O que é o contrato de seguro?
No contrato de seguro, “o
segurador se obriga, mediante o pagamento do prêmio, a garantir interesse
legítimo do segurado, relativo a pessoa ou a coisa, contra riscos
predeterminados” (art. 757 do CC).
Em outras palavras, no contrato
de seguro, uma pessoa física ou jurídica (chamada de “segurada”) paga uma
quantia denominada de “prêmio” para que uma pessoa jurídica (“seguradora”)
assuma determinado risco. Caso o risco se concretize (o que chamamos de
“sinistro”), a seguradora deverá fornecer à segurada uma quantia previamente
estipulada (indenização).
Ex.: João celebra um contrato de
seguro do seu veículo com a seguradora X e todos os meses paga R$ 100,00 como
prêmio; se, por exemplo, o carro for roubado (sinistro), a seguradora deverá
pagar R$ 30 mil a título de indenização para o segurado.
Nomenclaturas utilizadas nos
contratos de seguro
Risco: é a possibilidade de ocorrer o sinistro. Ex.: risco de
morte.
Sinistro: o sinistro é o risco concretizado. Ex.: morte.
Apólice (ou bilhete de seguro): é um documento emitido pela
seguradora, no qual estão previstos os riscos assumidos, o início e o fim de
sua validade, o limite da garantia e o prêmio devido e, quando for o caso, o
nome do segurado e o do beneficiário.
Prêmio: é a quantia paga pelo segurado para que o segurador assuma
o risco. O prêmio deve ser pago depois de recebida a apólice. O valor do prêmio
é fixado a partir de cálculos atuariais e o seu valor leva em consideração os
riscos cobertos.
Indenização: é o valor pago pela seguradora caso o risco se
concretize (sinistro).
Risco, mutualidade e boa-fé
O contrato de seguro é baseado no
risco, na mutualidade e na boa-fé, que constituem seus elementos essenciais.
....
* _Lista de tarefas_:
a - Segundo o texto de referência, qual artigo é citado na definição do contrato de seguro?
b - Relacione todos os termos definidos no texto de referência na seção "Nomenclaturas utilizadas nos contratos de seguro".
c - Informe se cada afirmação está de acordo com o texto de referência e cite as palavras exatas que o comprovam: (i) O prêmio deve ser pago antes de recebida a apólice. (ii) A apólice é um documento emitido pela seguradora. (iii) O contrato de seguro é baseado no risco, na mutualidade e na boa-fé.
....
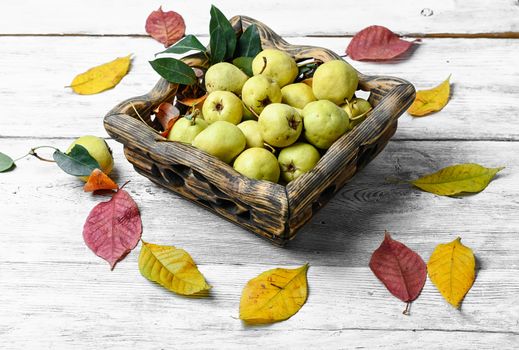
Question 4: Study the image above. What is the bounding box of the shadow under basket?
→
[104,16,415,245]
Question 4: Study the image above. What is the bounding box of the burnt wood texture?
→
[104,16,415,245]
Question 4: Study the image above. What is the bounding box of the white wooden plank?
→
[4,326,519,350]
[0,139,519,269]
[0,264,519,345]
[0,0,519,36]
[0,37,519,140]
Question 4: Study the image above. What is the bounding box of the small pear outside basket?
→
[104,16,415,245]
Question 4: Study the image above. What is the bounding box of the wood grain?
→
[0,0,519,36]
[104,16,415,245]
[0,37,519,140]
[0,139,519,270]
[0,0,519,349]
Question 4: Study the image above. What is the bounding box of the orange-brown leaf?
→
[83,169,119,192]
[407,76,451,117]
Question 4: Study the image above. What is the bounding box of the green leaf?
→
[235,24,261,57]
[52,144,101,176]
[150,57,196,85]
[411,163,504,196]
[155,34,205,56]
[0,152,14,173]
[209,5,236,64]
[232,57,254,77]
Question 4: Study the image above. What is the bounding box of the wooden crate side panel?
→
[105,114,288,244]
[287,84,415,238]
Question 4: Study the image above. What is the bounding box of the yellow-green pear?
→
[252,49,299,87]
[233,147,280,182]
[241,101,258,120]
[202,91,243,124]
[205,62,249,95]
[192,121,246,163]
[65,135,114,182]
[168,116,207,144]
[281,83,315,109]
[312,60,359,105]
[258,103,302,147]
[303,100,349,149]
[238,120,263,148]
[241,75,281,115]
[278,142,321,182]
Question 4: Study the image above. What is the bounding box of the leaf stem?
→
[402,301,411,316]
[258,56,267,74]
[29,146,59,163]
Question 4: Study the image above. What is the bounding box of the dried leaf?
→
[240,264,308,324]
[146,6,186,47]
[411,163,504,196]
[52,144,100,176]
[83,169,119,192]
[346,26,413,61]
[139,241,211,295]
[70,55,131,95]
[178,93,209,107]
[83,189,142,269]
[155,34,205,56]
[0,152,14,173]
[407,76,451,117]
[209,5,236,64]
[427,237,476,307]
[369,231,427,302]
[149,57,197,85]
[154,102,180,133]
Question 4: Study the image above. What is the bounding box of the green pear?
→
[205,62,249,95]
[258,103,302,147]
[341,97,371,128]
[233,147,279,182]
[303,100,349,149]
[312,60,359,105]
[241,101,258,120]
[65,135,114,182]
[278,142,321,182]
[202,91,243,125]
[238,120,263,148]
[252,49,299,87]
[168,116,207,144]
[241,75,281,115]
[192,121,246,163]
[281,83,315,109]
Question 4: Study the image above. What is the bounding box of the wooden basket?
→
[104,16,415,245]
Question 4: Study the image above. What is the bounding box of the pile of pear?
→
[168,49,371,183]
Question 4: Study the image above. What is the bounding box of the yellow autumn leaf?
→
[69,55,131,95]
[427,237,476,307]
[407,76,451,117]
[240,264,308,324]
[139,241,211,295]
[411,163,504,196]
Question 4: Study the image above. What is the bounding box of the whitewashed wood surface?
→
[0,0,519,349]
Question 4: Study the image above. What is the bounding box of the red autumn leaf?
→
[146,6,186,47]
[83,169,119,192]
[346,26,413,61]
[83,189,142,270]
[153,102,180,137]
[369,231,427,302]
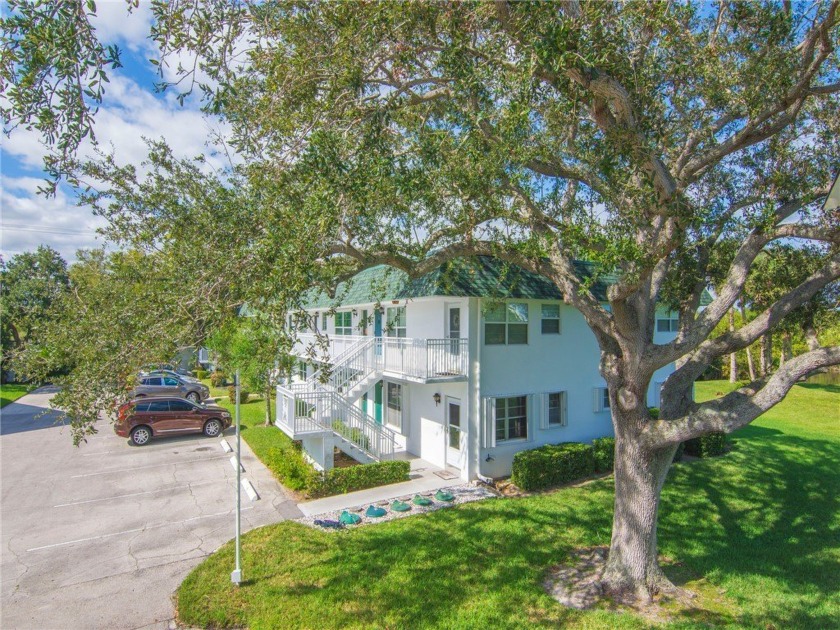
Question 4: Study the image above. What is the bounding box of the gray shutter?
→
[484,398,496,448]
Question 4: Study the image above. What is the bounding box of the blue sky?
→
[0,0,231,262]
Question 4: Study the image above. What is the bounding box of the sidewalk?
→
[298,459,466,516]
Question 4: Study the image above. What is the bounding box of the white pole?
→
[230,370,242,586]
....
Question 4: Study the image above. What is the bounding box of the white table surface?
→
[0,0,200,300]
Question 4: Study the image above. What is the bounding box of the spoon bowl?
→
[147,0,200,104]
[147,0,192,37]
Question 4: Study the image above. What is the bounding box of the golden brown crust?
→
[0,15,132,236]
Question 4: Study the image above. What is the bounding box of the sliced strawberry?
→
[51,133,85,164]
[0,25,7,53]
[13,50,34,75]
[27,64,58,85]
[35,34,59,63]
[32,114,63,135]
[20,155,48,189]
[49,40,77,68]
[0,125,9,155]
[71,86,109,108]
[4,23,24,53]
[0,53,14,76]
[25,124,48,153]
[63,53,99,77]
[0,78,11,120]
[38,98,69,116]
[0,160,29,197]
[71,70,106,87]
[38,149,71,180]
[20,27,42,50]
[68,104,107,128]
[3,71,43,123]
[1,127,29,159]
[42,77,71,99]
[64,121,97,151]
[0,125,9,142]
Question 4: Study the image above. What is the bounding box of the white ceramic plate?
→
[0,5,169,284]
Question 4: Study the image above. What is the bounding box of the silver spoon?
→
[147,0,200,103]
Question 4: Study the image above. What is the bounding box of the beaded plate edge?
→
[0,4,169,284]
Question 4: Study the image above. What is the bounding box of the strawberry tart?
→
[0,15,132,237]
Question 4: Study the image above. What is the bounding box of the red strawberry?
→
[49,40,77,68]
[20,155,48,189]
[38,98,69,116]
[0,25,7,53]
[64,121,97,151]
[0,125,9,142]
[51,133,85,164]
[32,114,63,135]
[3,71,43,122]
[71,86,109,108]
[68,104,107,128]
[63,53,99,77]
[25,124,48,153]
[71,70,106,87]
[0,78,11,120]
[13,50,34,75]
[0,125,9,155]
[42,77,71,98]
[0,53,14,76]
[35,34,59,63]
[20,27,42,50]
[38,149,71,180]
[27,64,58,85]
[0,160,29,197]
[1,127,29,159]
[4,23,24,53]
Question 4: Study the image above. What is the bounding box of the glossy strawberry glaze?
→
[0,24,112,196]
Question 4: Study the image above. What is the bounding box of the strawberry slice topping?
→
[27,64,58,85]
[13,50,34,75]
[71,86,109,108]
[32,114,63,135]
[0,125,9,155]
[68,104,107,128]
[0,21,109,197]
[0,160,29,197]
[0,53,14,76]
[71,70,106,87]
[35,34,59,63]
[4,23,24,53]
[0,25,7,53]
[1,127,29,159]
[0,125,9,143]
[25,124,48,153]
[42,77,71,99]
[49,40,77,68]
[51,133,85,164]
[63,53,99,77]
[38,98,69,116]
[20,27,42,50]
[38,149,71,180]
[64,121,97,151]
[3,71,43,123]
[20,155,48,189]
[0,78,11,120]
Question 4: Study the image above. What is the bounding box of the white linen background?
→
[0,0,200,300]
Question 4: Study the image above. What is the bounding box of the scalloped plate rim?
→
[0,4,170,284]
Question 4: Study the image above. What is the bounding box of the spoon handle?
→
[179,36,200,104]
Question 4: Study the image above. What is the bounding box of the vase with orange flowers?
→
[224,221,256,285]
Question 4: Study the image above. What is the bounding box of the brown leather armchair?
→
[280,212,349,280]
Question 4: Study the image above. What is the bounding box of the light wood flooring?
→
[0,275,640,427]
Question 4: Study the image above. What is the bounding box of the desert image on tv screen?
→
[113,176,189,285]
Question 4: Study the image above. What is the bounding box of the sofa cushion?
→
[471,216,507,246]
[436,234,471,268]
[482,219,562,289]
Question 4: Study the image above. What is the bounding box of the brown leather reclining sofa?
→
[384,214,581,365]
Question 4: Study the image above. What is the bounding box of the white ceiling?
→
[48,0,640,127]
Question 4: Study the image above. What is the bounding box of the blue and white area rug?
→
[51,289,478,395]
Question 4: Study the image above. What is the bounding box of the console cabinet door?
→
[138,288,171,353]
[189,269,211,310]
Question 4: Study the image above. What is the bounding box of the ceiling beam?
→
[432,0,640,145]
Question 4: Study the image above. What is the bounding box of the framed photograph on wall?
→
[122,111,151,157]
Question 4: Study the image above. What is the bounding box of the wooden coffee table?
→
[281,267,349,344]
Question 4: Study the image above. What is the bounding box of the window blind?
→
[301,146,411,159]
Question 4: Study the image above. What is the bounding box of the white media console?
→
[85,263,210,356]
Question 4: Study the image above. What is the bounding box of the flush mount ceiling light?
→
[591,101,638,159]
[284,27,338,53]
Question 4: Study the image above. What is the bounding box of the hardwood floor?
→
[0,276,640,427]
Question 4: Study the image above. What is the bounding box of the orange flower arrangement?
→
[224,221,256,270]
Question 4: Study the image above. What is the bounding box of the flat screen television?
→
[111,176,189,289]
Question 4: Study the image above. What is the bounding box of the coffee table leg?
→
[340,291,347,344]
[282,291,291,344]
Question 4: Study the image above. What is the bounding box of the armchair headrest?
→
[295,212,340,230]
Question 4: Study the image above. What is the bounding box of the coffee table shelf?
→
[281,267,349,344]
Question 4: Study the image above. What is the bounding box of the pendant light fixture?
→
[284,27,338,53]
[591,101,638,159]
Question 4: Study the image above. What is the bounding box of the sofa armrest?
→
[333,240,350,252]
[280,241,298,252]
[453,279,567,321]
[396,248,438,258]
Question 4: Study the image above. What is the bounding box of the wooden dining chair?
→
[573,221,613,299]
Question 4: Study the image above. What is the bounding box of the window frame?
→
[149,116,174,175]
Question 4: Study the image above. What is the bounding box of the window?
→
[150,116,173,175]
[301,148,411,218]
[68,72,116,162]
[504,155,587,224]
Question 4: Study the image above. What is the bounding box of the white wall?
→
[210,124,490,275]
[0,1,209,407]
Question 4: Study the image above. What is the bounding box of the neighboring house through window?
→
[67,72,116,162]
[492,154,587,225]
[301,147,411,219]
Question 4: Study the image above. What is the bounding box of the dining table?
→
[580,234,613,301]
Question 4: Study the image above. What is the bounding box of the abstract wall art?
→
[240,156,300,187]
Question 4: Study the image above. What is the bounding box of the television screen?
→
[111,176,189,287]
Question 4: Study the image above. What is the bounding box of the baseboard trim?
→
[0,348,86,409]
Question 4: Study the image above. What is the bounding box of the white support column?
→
....
* _Respostas_:
a - O art. 757 do CC.

b - Risco; Sinistro; Apólice (ou bilhete de seguro); Prêmio; Indenização.

c -
(i) Não: "O prêmio deve ser pago depois de recebida a apólice."
(ii) Sim: "é um documento emitido pela seguradora"
(iii) Sim: "O contrato de seguro é baseado no risco, na mutualidade e na boa-fé"